EXERCISE DIRECTIONS:
In the records below, reproduce verbatim every line between the line holding "of the cuff" and the line holding "[[127, 181], [67, 77], [259, 150]]", both included. Leave the pictures out of your answer.

═══ EXTRACTED INFORMATION

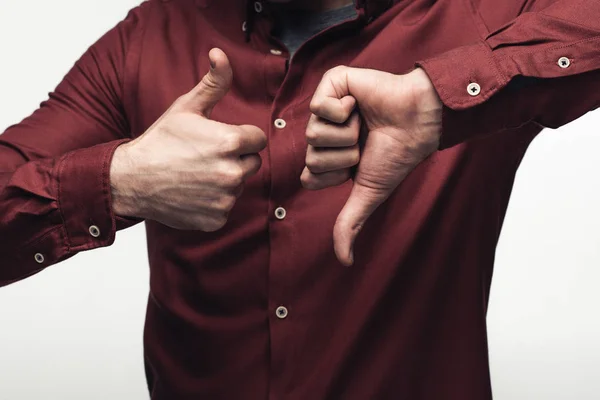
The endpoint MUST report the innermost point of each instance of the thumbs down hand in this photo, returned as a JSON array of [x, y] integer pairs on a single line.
[[401, 119]]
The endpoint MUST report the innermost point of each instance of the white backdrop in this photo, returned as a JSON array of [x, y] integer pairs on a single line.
[[74, 331]]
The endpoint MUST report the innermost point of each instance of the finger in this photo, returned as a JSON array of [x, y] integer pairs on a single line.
[[332, 109], [250, 164], [213, 86], [332, 99], [322, 133], [252, 140], [360, 205], [312, 181], [325, 159]]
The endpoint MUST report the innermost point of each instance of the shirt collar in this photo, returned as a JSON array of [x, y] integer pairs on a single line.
[[367, 9]]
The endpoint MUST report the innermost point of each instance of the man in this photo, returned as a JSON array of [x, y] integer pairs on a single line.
[[267, 146]]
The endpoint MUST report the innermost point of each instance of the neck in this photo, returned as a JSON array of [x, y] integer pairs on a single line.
[[315, 5]]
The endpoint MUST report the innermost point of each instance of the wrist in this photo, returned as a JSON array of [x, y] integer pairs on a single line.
[[126, 199]]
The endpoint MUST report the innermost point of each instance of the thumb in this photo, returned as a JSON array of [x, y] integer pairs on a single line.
[[363, 201], [213, 86]]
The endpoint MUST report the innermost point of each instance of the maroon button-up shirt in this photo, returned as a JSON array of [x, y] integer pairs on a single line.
[[407, 321]]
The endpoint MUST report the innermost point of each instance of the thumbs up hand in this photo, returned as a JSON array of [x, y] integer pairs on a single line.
[[401, 115], [186, 171]]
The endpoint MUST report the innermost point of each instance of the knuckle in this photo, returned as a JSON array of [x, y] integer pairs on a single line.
[[312, 134], [316, 105], [233, 177], [355, 156], [215, 224], [307, 180], [334, 71], [313, 162], [231, 143], [227, 203]]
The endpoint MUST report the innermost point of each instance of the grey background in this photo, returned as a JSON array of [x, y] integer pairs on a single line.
[[75, 331]]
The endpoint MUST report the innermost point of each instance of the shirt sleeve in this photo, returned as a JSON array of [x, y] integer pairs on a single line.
[[541, 66], [55, 197]]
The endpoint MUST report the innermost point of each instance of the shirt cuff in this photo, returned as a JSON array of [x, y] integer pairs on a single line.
[[463, 78], [84, 197]]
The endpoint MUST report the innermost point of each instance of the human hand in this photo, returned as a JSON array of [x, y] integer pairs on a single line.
[[186, 171], [401, 115]]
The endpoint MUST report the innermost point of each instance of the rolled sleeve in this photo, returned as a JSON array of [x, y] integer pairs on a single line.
[[518, 73], [84, 197]]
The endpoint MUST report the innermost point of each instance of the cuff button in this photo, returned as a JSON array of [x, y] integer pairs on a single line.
[[474, 89], [94, 231], [564, 62]]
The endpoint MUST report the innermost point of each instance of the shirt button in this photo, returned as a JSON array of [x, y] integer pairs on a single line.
[[94, 231], [281, 312], [474, 89], [564, 62], [280, 213], [280, 123]]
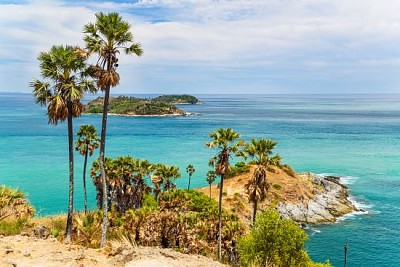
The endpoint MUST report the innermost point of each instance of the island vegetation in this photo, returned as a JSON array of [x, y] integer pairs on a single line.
[[138, 201], [133, 106], [178, 99]]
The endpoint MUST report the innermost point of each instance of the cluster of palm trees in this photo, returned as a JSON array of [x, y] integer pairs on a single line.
[[127, 181], [67, 77], [259, 150]]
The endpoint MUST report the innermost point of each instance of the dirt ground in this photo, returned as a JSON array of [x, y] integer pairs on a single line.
[[24, 251]]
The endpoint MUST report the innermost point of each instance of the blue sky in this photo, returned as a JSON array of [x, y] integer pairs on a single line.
[[235, 46]]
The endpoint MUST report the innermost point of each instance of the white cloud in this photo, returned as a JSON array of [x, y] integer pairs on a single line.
[[338, 39]]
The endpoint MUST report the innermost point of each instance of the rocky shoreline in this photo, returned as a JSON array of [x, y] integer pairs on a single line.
[[330, 201]]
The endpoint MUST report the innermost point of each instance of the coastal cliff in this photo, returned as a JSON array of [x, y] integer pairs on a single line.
[[306, 198], [330, 201], [132, 106]]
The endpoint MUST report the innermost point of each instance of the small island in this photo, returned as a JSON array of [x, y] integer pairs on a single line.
[[133, 106], [178, 99]]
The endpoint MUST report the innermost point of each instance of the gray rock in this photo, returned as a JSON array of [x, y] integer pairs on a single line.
[[330, 201]]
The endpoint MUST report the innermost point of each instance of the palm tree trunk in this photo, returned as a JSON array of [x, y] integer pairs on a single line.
[[84, 179], [102, 170], [221, 186], [254, 211], [71, 174], [102, 153]]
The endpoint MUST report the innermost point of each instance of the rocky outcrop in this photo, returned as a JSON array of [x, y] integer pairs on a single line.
[[330, 201]]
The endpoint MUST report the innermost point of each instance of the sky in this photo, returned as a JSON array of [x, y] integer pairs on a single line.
[[220, 46]]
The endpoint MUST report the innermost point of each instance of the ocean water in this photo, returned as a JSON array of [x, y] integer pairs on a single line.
[[354, 136]]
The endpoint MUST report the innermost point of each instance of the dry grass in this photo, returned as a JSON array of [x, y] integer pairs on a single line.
[[288, 187]]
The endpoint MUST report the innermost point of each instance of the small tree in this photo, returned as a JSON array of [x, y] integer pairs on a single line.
[[190, 170], [13, 204], [211, 178], [260, 151], [274, 242], [166, 175], [87, 142]]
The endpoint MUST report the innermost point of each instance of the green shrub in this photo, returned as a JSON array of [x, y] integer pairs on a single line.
[[13, 204], [274, 242], [57, 227], [277, 186], [288, 170], [13, 227], [238, 169]]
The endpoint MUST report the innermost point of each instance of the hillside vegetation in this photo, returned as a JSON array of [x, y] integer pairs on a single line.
[[178, 99], [132, 106]]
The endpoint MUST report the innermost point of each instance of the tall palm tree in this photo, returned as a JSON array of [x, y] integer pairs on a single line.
[[167, 175], [225, 141], [211, 178], [64, 70], [142, 169], [86, 143], [190, 170], [107, 37], [260, 151]]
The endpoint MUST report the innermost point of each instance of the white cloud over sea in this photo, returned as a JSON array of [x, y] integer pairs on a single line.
[[242, 46]]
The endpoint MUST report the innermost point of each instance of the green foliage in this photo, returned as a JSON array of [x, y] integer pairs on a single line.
[[12, 227], [57, 226], [177, 99], [288, 170], [238, 169], [13, 204], [277, 186], [87, 227], [133, 106], [274, 242], [149, 202], [185, 220], [126, 183]]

══════

COMPLETE OUTPUT:
The endpoint MUST report the innermost point of each instance of the cuff button in this photo, returned as a JSON array of [x, y] integer pairs on a single line.
[[474, 89], [94, 231], [564, 62]]
The endpoint MUST report the innermost point of each instance of the shirt button in this photo, returned as a JSON array of [x, y] integer pairs on a single line.
[[94, 231], [281, 312], [474, 89], [564, 62], [280, 213], [280, 123]]
The endpoint MUST report the innermost point of each instance of the island vegetation in this photo, returned as a JSON array of [x, y] integer pairs on a single line.
[[138, 201], [133, 106], [178, 99]]
The endpoint MUST report the innermost point of each instance of the cluster of palm trees in this photo, returned as a JSON array of [x, y] integer pairs on a single line.
[[127, 181], [67, 77], [259, 150]]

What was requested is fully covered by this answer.